Retype, exactly as they appear below, the lines between the line holding "Practice step: put a point on each instance of the small" and the line holding "Practice step: put a point on each instance of the balcony", both ends included.

*** Opening Input data ***

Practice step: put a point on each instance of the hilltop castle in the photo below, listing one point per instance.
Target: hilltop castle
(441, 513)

*** Closing Input data ***
*** Opening Input data ***

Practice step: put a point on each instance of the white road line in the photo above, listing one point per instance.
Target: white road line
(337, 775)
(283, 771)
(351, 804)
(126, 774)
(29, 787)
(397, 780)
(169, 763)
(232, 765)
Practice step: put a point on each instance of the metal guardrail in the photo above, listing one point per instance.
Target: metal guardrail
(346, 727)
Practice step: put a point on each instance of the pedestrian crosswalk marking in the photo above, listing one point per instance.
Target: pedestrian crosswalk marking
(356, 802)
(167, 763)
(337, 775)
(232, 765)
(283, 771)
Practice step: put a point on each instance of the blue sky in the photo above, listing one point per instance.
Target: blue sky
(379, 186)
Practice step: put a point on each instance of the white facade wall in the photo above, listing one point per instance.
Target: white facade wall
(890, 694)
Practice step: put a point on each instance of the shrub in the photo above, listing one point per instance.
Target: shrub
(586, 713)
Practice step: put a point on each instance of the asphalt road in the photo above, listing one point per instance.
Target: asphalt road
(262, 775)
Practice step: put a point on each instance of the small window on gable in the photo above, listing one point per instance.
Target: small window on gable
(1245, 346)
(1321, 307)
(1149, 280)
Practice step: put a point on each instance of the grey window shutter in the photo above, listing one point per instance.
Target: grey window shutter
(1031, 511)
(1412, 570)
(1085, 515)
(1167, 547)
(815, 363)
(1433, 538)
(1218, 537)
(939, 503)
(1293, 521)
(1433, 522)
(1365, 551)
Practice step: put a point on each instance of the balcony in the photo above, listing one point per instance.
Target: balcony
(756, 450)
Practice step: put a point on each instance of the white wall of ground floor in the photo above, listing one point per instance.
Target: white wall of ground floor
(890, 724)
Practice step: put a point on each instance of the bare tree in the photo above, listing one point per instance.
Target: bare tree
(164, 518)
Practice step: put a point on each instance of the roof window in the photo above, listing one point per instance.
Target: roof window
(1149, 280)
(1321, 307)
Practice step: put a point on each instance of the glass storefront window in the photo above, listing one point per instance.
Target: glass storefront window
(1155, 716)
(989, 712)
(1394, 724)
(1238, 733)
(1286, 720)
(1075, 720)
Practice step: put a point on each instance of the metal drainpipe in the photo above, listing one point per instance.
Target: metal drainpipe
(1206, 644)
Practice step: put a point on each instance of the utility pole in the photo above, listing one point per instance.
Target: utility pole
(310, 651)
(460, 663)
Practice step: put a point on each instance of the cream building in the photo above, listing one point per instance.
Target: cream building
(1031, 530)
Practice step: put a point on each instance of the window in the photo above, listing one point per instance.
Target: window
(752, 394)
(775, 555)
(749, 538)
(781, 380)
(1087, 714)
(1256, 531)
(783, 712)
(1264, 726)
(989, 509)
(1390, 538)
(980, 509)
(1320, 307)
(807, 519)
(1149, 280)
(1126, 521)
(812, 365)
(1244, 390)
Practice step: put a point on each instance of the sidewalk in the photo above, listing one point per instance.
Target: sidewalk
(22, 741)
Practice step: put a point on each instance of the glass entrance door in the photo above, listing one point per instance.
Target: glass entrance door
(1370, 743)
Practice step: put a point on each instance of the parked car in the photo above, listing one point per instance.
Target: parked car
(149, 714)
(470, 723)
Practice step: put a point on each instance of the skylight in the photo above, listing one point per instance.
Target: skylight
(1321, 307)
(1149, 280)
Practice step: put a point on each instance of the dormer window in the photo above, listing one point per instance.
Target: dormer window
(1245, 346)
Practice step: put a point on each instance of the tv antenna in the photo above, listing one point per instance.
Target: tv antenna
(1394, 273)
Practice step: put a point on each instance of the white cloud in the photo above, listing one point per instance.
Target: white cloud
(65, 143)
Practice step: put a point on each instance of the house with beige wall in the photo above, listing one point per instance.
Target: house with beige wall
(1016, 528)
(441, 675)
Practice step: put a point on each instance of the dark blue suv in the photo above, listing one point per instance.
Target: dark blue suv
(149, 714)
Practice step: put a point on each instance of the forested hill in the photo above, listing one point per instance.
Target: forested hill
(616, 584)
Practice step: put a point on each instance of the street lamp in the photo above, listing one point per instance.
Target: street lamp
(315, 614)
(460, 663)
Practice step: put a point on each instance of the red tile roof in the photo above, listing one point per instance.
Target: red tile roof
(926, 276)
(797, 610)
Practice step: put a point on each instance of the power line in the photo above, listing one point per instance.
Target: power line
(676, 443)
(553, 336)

*** Closing Input data ***
*** Opening Input data ***

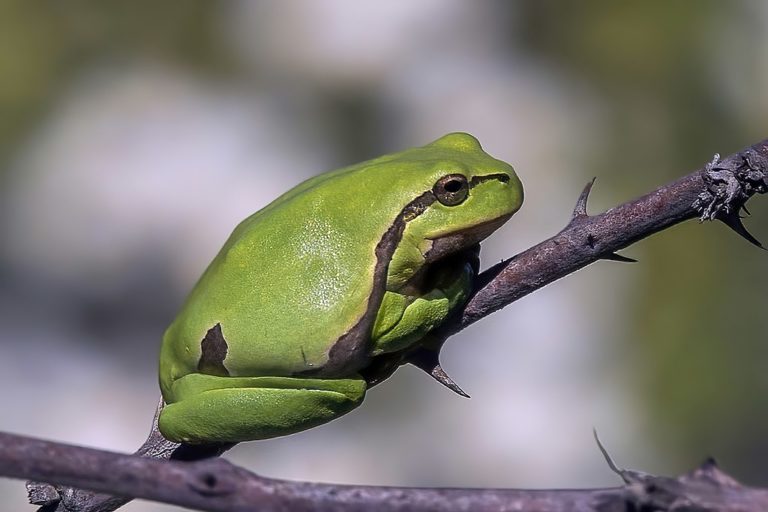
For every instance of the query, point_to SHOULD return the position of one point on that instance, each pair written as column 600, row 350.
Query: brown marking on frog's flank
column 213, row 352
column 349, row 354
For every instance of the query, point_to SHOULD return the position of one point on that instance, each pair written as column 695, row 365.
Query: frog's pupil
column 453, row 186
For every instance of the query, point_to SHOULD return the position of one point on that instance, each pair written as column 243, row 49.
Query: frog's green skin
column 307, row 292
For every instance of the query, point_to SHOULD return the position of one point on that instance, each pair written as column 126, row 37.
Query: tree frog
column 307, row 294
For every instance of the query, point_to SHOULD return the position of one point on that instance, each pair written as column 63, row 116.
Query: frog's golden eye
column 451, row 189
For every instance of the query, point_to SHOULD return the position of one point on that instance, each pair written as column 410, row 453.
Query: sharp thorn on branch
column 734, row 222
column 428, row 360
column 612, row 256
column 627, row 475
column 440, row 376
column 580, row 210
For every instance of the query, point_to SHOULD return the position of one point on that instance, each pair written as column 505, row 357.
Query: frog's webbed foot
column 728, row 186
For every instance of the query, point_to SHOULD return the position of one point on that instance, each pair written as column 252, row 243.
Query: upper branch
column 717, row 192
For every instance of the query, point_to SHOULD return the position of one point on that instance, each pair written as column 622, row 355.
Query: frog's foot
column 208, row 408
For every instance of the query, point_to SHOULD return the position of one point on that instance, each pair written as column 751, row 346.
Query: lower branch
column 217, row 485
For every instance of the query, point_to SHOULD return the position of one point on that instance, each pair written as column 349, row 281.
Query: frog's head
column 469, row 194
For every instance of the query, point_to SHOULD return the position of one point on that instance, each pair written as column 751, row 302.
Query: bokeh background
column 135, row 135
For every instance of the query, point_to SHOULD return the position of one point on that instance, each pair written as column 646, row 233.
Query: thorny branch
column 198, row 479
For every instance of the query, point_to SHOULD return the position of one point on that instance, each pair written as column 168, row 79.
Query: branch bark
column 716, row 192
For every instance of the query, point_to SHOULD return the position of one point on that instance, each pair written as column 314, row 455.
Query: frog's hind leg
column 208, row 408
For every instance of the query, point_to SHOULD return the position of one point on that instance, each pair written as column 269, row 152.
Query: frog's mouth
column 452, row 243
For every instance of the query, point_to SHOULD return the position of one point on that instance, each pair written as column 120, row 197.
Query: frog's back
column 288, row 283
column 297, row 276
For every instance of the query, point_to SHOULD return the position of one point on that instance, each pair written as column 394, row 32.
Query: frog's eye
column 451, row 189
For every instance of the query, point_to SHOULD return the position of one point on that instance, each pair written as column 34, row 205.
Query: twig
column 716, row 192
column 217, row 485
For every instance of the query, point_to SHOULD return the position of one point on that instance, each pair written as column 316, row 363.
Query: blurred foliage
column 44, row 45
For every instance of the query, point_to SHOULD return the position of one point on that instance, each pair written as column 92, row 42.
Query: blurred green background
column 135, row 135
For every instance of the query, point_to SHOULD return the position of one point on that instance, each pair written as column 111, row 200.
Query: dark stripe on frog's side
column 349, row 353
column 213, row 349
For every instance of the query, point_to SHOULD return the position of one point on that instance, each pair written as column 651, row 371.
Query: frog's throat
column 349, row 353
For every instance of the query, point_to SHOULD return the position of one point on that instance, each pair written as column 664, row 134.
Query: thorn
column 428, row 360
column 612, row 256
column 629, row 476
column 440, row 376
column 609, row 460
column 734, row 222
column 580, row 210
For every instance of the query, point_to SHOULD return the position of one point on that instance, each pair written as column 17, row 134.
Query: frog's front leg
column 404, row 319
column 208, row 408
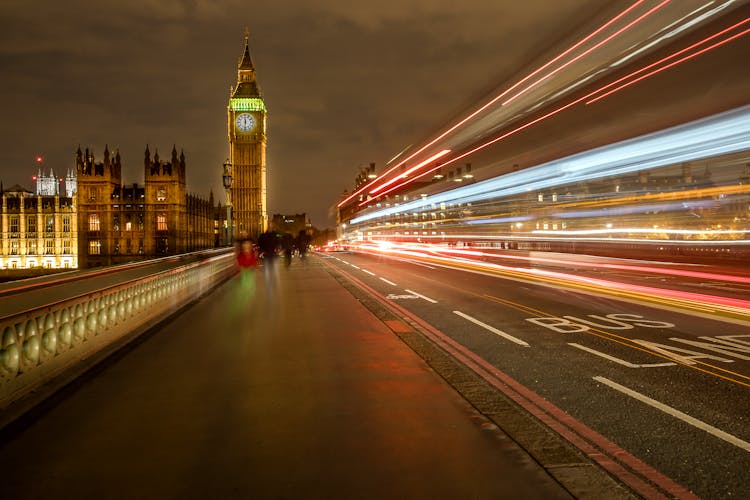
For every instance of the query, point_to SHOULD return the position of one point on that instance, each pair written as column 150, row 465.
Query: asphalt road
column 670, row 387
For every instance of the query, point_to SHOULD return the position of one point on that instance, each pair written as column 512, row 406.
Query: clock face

*** Closing Input data ***

**Task output**
Practice step: put a point on each instance of the small window on gable in the photo above, listing one point per instance.
Target: small window on gable
(1245, 346)
(1321, 307)
(1149, 280)
Practice step: put a point on each instance of the grey window shutter in the photo above, listing one point per instance.
Target: grey window shutter
(1031, 511)
(1412, 570)
(1085, 515)
(1167, 547)
(815, 363)
(1433, 538)
(1218, 537)
(939, 503)
(1293, 521)
(1433, 522)
(1365, 551)
Practice step: put a point on each instance of the balcony in the photo above, listing one point per instance.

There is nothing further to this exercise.